→ ACTIVITY
Put the lines of the listing from the line containing "127L364 130H417L413 116L400" through the line containing "positive clicks: (368, 130)" into a numbered list, leaving out blank lines.

→ Dataset entries
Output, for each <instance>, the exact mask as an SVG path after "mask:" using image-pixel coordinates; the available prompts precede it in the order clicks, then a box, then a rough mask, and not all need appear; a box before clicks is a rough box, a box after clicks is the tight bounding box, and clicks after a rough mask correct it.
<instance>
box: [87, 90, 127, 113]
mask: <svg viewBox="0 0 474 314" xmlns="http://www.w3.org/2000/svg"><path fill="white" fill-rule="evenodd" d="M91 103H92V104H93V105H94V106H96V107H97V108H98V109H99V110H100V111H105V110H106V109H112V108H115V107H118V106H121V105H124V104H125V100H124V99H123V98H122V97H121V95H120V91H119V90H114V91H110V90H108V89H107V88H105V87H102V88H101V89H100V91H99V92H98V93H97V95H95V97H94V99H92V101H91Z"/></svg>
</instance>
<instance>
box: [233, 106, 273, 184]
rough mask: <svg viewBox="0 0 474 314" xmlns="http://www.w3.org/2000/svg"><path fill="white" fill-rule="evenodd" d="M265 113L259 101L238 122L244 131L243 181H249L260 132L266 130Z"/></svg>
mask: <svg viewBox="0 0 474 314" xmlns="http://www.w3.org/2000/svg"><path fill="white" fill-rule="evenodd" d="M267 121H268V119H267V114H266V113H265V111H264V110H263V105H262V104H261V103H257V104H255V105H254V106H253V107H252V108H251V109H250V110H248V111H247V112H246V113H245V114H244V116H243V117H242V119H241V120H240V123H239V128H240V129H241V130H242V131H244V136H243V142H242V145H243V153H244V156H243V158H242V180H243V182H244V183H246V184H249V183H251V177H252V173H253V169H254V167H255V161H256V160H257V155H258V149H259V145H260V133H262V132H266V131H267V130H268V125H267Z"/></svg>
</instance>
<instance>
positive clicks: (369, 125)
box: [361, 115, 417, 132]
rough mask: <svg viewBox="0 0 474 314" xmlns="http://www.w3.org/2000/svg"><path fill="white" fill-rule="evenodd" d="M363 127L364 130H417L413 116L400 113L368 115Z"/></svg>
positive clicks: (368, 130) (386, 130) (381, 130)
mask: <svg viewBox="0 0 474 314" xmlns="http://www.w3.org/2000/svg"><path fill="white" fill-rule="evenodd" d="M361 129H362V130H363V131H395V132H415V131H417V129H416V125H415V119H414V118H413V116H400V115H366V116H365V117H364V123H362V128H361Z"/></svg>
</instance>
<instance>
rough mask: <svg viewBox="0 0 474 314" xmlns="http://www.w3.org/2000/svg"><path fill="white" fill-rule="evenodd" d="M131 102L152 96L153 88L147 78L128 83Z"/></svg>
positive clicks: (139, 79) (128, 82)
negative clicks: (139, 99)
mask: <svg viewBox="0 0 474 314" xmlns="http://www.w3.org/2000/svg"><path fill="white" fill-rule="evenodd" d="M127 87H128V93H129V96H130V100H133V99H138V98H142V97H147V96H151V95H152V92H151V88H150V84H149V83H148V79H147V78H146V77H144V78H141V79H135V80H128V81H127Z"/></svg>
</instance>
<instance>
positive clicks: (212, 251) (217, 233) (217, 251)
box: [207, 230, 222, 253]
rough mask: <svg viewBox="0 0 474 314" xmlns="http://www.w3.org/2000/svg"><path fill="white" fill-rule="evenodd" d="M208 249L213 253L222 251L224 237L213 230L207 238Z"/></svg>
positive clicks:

→ OUTPUT
1. rough mask: <svg viewBox="0 0 474 314" xmlns="http://www.w3.org/2000/svg"><path fill="white" fill-rule="evenodd" d="M363 127L364 130H417L413 116L400 113L368 115Z"/></svg>
2. positive clicks: (368, 130) (386, 130) (381, 130)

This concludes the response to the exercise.